The thyroid is a small gland that has big impact on the body. Not the least of which is on the digestive system. Study after study, as well as everyday human experiences, show a strong relationship between the gut and the thyroid gland. Both hypothyroidism and hyperthyroidism play their negative roles in the workings of digestion.
To begin, let’s talk about the thyroid’s function. As you probably know, the thyroid is a small gland in the throat that produces hormones. Its main job is to regulate the body’s metabolism. Remarkably, the hormones affect every system of the body. The digestive system does not live under the radar when it comes to their grasp.
In the case of hypothyroidism, the thyroid produces too little hormones than are necessary. About one in twenty Americans aged twelve and up has this form of thyroid ailment.
On the other end of the spectrum, hyperthyroidism occurs when the thyroid produces too many hormones. One in one hundred Americans has this. Both can disturb the digestive environment in various ways.

RECORD SET
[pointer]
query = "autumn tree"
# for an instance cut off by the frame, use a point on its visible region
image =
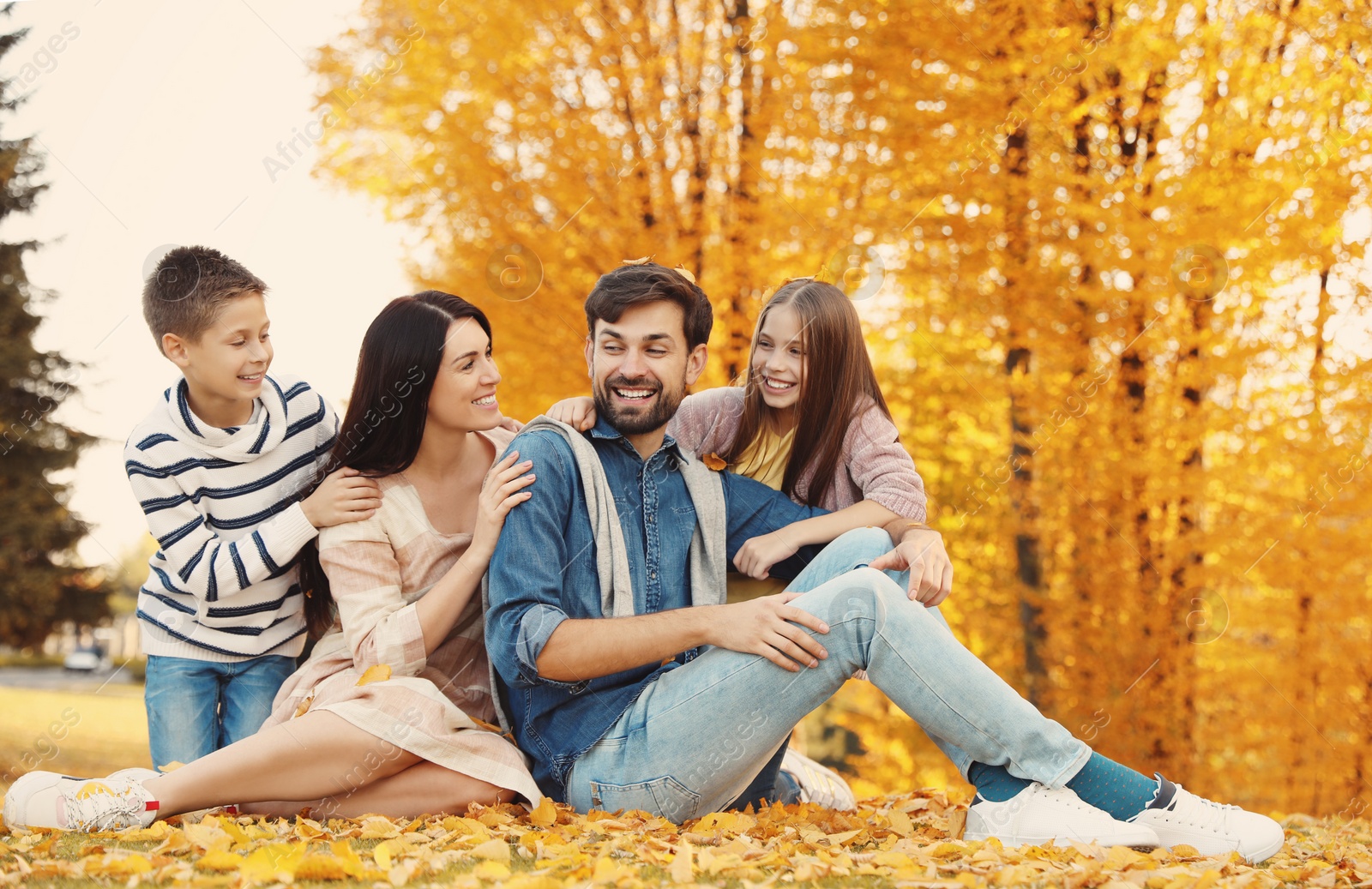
(1104, 257)
(45, 582)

THE TASK
Print the entire thyroid and digestion text word for word. The items are unrelated material and have no connection to the text on the thyroid and digestion.

TASK SOLUTION
The thyroid is a small gland that has big impact on the body. Not the least of which is on the digestive system. Study after study, as well as everyday human experiences, show a strong relationship between the gut and the thyroid gland. Both hypothyroidism and hyperthyroidism play their negative roles in the workings of digestion.
To begin, let’s talk about the thyroid’s function. As you probably know, the thyroid is a small gland in the throat that produces hormones. Its main job is to regulate the body’s metabolism. Remarkably, the hormones affect every system of the body. The digestive system does not live under the radar when it comes to their grasp.
In the case of hypothyroidism, the thyroid produces too little hormones than are necessary. About one in twenty Americans aged twelve and up has this form of thyroid ailment.
On the other end of the spectrum, hyperthyroidism occurs when the thyroid produces too many hormones. One in one hundred Americans has this. Both can disturb the digestive environment in various ways.